--- Source document ---

The guides will help businesses determine the limitations of their existing systems and guide them through the process towards finding the best solution in improving their existing system or designing a new system.

Best practice guides have been developed for:

Compressed air systems

A compressed air system can account for 10 per cent of overall energy costs. Improving the efficiency of compressed air system makes good business sense.

The Energy efficiency best practice guide to Compressed Air Systems is a step-by-step guide to improving energy efficiency in these systems. It provides basic information on system operation and outlines opportunities for improving system performance and efficiency, delivering cost savings for business and reducing carbon emissions.

It can help business:

  • reduce operating costs
  • improve system performance
  • reduce greenhouse gas emissions.
Download the Best practice guide to Compressed Air Systems
Data centre and IT facilities

Data Centre facilities typically consume 35–50 times the amount of energy that a comparably sized office space uses and contributes large amounts of CO2 into our environment.

The Best practice guide for Data Centre and IT Facilities is a step-by-step guide to improving energy efficiency in small to medium sized data centres and information technology server facilities, up to 100m2.

This guide provides basic information on system operation and outlines opportunities for improving system performance and efficiency, delivering cost savings to business and reducing carbon emissions.

Improving the efficiency of data centres and IT facilities makes good business sense. It can help business to:

  • decrease operating and energy costs
  • increase resilience and reliability
  • increase accessibility and use of a facility
  • increase adaptability of a facility into the future
  • decrease greenhouse gas emissions.

Data centre and IT facilities efficiency improvements can have payback periods from as little as several weeks to just a few years.

---

- _Problems_:
a: For each statement, say whether it agrees with the text on energy efficiency best practice guides, and quote the words from that text that decide it: (i) A compressed air system can account for 10 percent of overall energy costs. (ii) The data centre guide is meant for facilities up to 500m2. (iii) Data centre facilities typically consume 35–50 times the energy of a comparably sized office space.
b: List every benefit to business that the text on energy efficiency best practice guides gives for improving the efficiency of data centres and IT facilities.
c: Write what comes next in the text on energy efficiency best practice guides, picking up after its final sentence.
The data after this point come from a different source than the text on energy efficiency guides.

--- Material provided ---

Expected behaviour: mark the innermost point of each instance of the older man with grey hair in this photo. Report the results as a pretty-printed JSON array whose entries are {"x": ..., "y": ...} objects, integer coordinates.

---

- _Results by task_:
a:
(i) Yes: "A compressed air system can account for 10 per cent of overall energy costs."
(ii) No: "small to medium sized data centres and information technology server facilities, up to 100m2."
(iii) Yes: "Data Centre facilities typically consume 35–50 times the amount of energy that a comparably sized office space uses"

b:
- decrease operating and energy costs
- increase resilience and reliability
- increase accessibility and use of a facility
- increase adaptability of a facility into the future
- decrease greenhouse gas emissions

c:
Download the Best practice guide for Data Centre and IT Facilities

Industrial refrigeration

Refrigeration can be responsible for up to 85 per cent of energy costs. The Energy Efficiency Best Practice Guide to Industrial Refrigeration is a step-by-step guide to improving energy efficiency in industrial refrigeration systems. It provides basic information on system operation and outlines opportunities for improving system performance and efficiency, delivering cost savings for business and reducing carbon emissions.

Improving the efficiency of refrigeration system makes good business sense. It can help business:

  • reduce energy costs
  • reduce operation and maintenance costs
  • improve system reliability
  • improve safety
  • increase productivity
  • better match refrigeration load and equipment capacity
  • improve the working environment
  • reduce resource consumption and greenhouse gas emissions.
Download the Best practice guide to Industrial Refrigeration
Lighting

Lighting can be responsible for up to 50 per cent of energy costs. The Energy efficiency best practice guide to Lighting is a step-by-step guide to improving energy efficiency in lighting systems. It provides basic information on lighting and outlines opportunities for improving the operation and performance of equipment, delivering cost savings for business.

Good lighting does more than just illuminate an area.

It can help business:

  • reduce running costs
  • improve the working environment
  • improve safety
  • improve aesthetics
  • improve colour rendering
  • reduce greenhouse gas emissions.

The Guide has been designed to lead decision makers and service providers through changes to lighting systems to help deliver best practice solutions to business.

The guide can help determine the best level, colour and lighting technology for business and suggests a process to achieve best practice including:

  • determining lighting requirements
  • auditing existing lights
  • ranking options
  • implementing preferred option
  • assessing the effectiveness of improvement.

There are many opportunities for cost-effective retrofits to an existing lighting system. In fact, it is possible to increase lighting levels and use less energy if the most efficient technology and practices are used.

Download the Best practice guide to Lighting
Pumping systems

Pumping applications are currently estimated to account for around 10.8 per cent of electricity in the industrial and commercial sectors.

Through simple techniques such as those shown below, you can significantly cut this energy use.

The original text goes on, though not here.